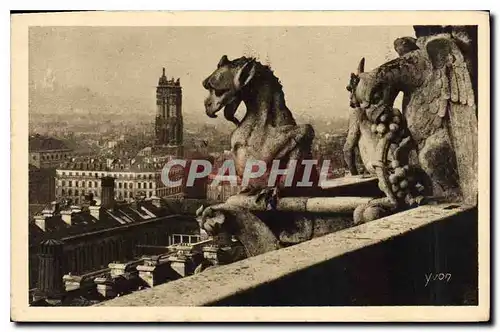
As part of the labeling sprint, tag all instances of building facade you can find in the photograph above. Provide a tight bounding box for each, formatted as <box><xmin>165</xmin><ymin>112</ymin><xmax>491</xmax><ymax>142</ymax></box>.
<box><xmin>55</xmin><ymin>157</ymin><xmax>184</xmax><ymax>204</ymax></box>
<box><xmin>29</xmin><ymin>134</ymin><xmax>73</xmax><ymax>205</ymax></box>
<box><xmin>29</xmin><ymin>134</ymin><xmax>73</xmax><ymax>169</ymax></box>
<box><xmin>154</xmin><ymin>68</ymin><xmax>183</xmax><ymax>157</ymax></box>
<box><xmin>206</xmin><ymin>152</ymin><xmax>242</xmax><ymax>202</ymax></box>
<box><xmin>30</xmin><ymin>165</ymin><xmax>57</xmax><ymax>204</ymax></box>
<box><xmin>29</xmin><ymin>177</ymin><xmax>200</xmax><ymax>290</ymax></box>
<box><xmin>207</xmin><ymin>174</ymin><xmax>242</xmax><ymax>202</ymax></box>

● Description of the task
Could you give the material again exactly as it stands, omitting any image?

● Your solution
As part of the labeling sprint, tag all instances of building facade you can find in the photograph above. Provide a tight bounding box for each, formatted as <box><xmin>165</xmin><ymin>112</ymin><xmax>491</xmax><ymax>142</ymax></box>.
<box><xmin>55</xmin><ymin>157</ymin><xmax>184</xmax><ymax>204</ymax></box>
<box><xmin>29</xmin><ymin>134</ymin><xmax>73</xmax><ymax>205</ymax></box>
<box><xmin>29</xmin><ymin>134</ymin><xmax>73</xmax><ymax>169</ymax></box>
<box><xmin>154</xmin><ymin>68</ymin><xmax>183</xmax><ymax>157</ymax></box>
<box><xmin>206</xmin><ymin>152</ymin><xmax>242</xmax><ymax>202</ymax></box>
<box><xmin>30</xmin><ymin>165</ymin><xmax>57</xmax><ymax>204</ymax></box>
<box><xmin>29</xmin><ymin>177</ymin><xmax>200</xmax><ymax>290</ymax></box>
<box><xmin>207</xmin><ymin>174</ymin><xmax>242</xmax><ymax>202</ymax></box>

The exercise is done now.